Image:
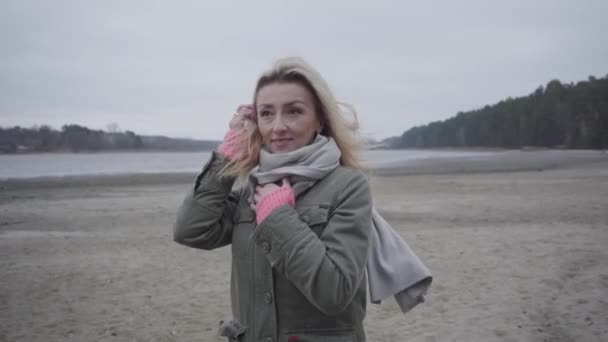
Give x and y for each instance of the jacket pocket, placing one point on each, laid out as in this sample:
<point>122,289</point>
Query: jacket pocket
<point>315,217</point>
<point>244,224</point>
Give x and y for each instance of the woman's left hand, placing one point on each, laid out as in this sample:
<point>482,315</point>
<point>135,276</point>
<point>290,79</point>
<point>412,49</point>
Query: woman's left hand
<point>263,190</point>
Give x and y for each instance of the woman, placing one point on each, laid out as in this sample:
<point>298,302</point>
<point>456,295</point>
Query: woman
<point>300,229</point>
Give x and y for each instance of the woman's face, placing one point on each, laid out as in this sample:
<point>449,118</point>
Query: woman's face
<point>286,116</point>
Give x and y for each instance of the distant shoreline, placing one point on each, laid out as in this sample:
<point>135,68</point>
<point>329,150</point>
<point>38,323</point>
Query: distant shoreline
<point>508,161</point>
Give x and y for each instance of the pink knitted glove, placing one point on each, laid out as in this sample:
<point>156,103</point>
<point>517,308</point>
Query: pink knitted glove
<point>229,147</point>
<point>274,199</point>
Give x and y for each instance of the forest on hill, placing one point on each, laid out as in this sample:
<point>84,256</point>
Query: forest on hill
<point>556,116</point>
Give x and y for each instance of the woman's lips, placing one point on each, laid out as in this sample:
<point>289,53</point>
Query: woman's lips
<point>281,142</point>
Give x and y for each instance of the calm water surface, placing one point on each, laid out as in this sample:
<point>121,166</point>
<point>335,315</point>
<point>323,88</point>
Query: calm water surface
<point>44,165</point>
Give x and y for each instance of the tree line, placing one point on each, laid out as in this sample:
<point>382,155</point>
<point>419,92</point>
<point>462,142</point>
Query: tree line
<point>77,138</point>
<point>558,115</point>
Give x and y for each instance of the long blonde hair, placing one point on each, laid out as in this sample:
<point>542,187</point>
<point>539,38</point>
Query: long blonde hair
<point>331,116</point>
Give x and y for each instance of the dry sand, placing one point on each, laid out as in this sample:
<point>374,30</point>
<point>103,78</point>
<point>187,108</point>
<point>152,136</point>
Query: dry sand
<point>517,256</point>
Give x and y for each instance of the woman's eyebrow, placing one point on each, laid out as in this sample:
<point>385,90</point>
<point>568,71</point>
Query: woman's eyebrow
<point>294,102</point>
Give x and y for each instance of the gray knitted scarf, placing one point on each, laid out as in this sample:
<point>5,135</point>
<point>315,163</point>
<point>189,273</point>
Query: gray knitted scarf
<point>392,267</point>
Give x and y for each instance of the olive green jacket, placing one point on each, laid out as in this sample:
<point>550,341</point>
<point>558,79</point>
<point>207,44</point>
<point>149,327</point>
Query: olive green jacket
<point>300,274</point>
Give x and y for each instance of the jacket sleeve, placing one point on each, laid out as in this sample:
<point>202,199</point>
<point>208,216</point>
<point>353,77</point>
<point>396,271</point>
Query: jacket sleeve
<point>328,269</point>
<point>205,218</point>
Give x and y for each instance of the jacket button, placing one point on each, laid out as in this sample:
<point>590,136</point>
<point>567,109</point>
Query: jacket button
<point>268,297</point>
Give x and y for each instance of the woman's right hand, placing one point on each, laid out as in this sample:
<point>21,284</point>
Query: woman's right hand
<point>243,118</point>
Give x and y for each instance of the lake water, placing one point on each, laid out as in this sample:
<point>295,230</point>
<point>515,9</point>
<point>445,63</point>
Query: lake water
<point>44,165</point>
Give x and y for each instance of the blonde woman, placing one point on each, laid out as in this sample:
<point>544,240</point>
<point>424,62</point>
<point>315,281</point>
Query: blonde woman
<point>303,233</point>
<point>300,230</point>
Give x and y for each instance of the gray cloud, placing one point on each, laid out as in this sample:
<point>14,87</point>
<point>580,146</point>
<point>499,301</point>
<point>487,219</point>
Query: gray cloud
<point>180,68</point>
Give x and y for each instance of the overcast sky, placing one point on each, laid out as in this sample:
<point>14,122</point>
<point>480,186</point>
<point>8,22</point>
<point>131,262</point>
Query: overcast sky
<point>180,68</point>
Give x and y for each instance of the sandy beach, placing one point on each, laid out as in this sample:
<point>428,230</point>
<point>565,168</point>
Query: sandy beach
<point>518,247</point>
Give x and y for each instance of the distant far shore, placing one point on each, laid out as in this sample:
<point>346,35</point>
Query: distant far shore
<point>506,161</point>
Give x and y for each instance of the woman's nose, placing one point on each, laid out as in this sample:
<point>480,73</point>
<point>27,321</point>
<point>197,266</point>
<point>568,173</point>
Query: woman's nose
<point>279,124</point>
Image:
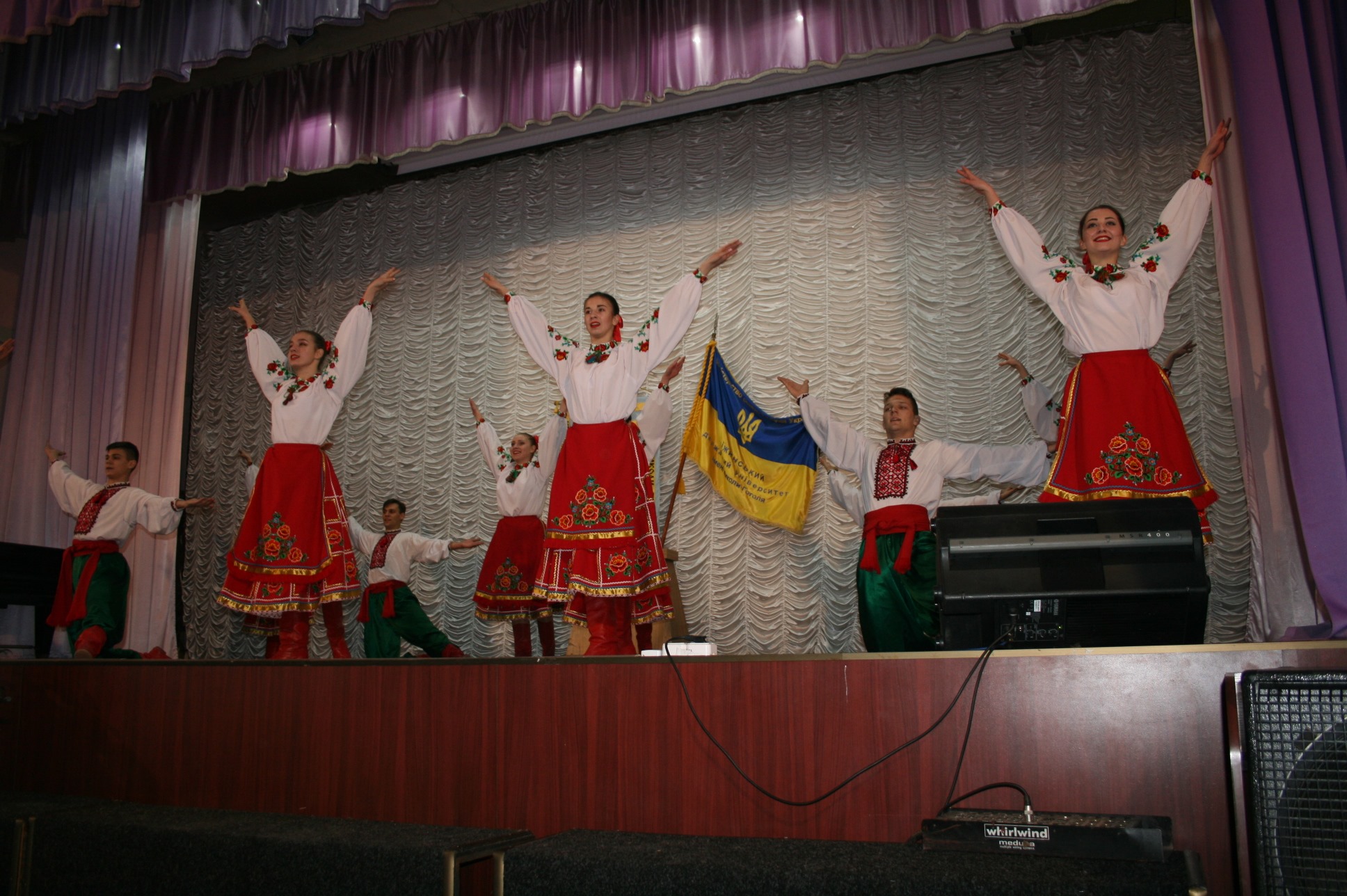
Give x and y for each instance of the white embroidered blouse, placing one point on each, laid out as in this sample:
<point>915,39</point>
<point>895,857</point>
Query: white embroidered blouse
<point>935,461</point>
<point>1128,312</point>
<point>527,495</point>
<point>123,512</point>
<point>607,391</point>
<point>309,417</point>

━━━━

= EXERCISE BRIEF =
Write out the entries above verbatim; the pictures do not belong in your copy.

= TASK ANSWER =
Image:
Give x and y for each instance of the jacket pocket, placing one point on each, laid out as in this sample:
<point>122,289</point>
Query: jacket pocket
<point>315,217</point>
<point>244,224</point>
Give x and y for each instance of the woman's left hand, placing one point on each, laid out as in this sample:
<point>482,315</point>
<point>135,276</point>
<point>290,79</point>
<point>412,49</point>
Query: woman's left hand
<point>263,190</point>
Give x and y for each instance of the woman, placing one point on each, laid out as in this sample:
<point>298,302</point>
<point>456,295</point>
Query: woman
<point>300,229</point>
Give x and y for each instance of the woman's face, placing one point on each, laid out as in this sample:
<point>449,118</point>
Query: woman's face
<point>286,116</point>
Give x and y for each instance of the distant shoreline, placing one point on each, laid out as in this sample:
<point>135,68</point>
<point>329,150</point>
<point>38,323</point>
Query: distant shoreline
<point>508,161</point>
Give x and y for each instance of the pink knitted glove, placing one point on each, laid out as in this sample:
<point>156,103</point>
<point>517,308</point>
Query: pink knitted glove
<point>229,147</point>
<point>274,199</point>
Give x and y for each instance of the forest on hill, placing one point on each, laid out as in this sample:
<point>84,256</point>
Query: forest on hill
<point>556,116</point>
Give x and y for each instance of the woman's lips, placing one point on each, laid out as in this sample:
<point>289,53</point>
Query: woman's lips
<point>281,142</point>
Give x and y for each instance of the calm water surface, placing one point on each, laid out as in this sample:
<point>121,166</point>
<point>335,315</point>
<point>323,88</point>
Query: calm water surface
<point>44,165</point>
Give x and y for each instance of the tree line, placing one point on each, laid out as in this sample:
<point>382,155</point>
<point>419,92</point>
<point>462,142</point>
Query: tree line
<point>77,138</point>
<point>558,115</point>
Give x and y for each instance of the long blonde hair, placing one point on each, laid out as in this sample:
<point>542,187</point>
<point>539,38</point>
Query: long blonde hair
<point>331,116</point>
Give x and y for each instance of the dry sand, placing one point on each, laid out as in this sample:
<point>374,30</point>
<point>103,78</point>
<point>187,108</point>
<point>152,136</point>
Query: dry sand
<point>517,256</point>
Give x and y for each instance of the woman's eyebrow, placing one point on each, laid out as in this sample:
<point>385,90</point>
<point>568,71</point>
Query: woman's eyebrow
<point>294,102</point>
Give x and y for each instance of the gray knitted scarf, placing one point on each, laid out as in this sample:
<point>5,135</point>
<point>315,163</point>
<point>189,273</point>
Query: gray knitted scarf
<point>392,267</point>
Give x and y for each instance of the olive green jacket, placing one point on each, laid out as in this sample:
<point>550,341</point>
<point>558,79</point>
<point>207,44</point>
<point>149,327</point>
Query: olive green jacket
<point>300,274</point>
Give x and y for each instance of the jacket sleeve, placing one point on each, laid out as in this sample:
<point>202,199</point>
<point>208,216</point>
<point>353,77</point>
<point>396,271</point>
Query: jacket sleeve
<point>328,269</point>
<point>205,218</point>
Give x and y for each instance of the jacket button, placing one point on each, laid out as in this sample:
<point>590,136</point>
<point>567,109</point>
Query: jacket button
<point>268,297</point>
Give x and y for each instance of the woman's right hand, placing one point on each, laid out as in this sample:
<point>21,284</point>
Query: woman's right hand
<point>243,118</point>
Give x and y for each instance of the lake water, placing one point on each, laid out as in this sample:
<point>295,230</point>
<point>515,9</point>
<point>445,63</point>
Query: lake water
<point>44,165</point>
Give x and y for each instance of the blonde woman, placing one point on each, laid out as in this sample:
<point>544,240</point>
<point>424,62</point>
<point>315,281</point>
Query: blonde woman
<point>303,233</point>
<point>300,230</point>
Give x and y for each instance of the gray cloud, placing one point on each, laid out as in this sample:
<point>14,87</point>
<point>580,146</point>
<point>499,301</point>
<point>487,219</point>
Query: gray cloud
<point>180,68</point>
Give x and y for each instance of the overcast sky, placing one point on each, laid out as in this sample:
<point>14,122</point>
<point>480,186</point>
<point>8,22</point>
<point>131,262</point>
Query: overcast sky
<point>180,68</point>
Give x and y for each instance of the sandy beach, placing one point on each, laid out as in this sample:
<point>428,230</point>
<point>565,168</point>
Query: sandy beach
<point>518,247</point>
Give x and y for each instance of the distant far shore, placing one point on each, laid out as in this sample:
<point>346,35</point>
Query: distant far shore
<point>506,161</point>
Give x and y for each instance of the woman's nose, placing one point on each, laid out as in this sample:
<point>480,73</point>
<point>27,321</point>
<point>197,266</point>
<point>568,173</point>
Query: woman's nose
<point>279,124</point>
Image:
Give x and y for each instance of the white embroidered blouse, placing one point on each, laid out as in this sample:
<point>915,39</point>
<point>895,857</point>
Query: white embroidered blouse
<point>935,461</point>
<point>1128,312</point>
<point>527,495</point>
<point>123,512</point>
<point>607,391</point>
<point>309,417</point>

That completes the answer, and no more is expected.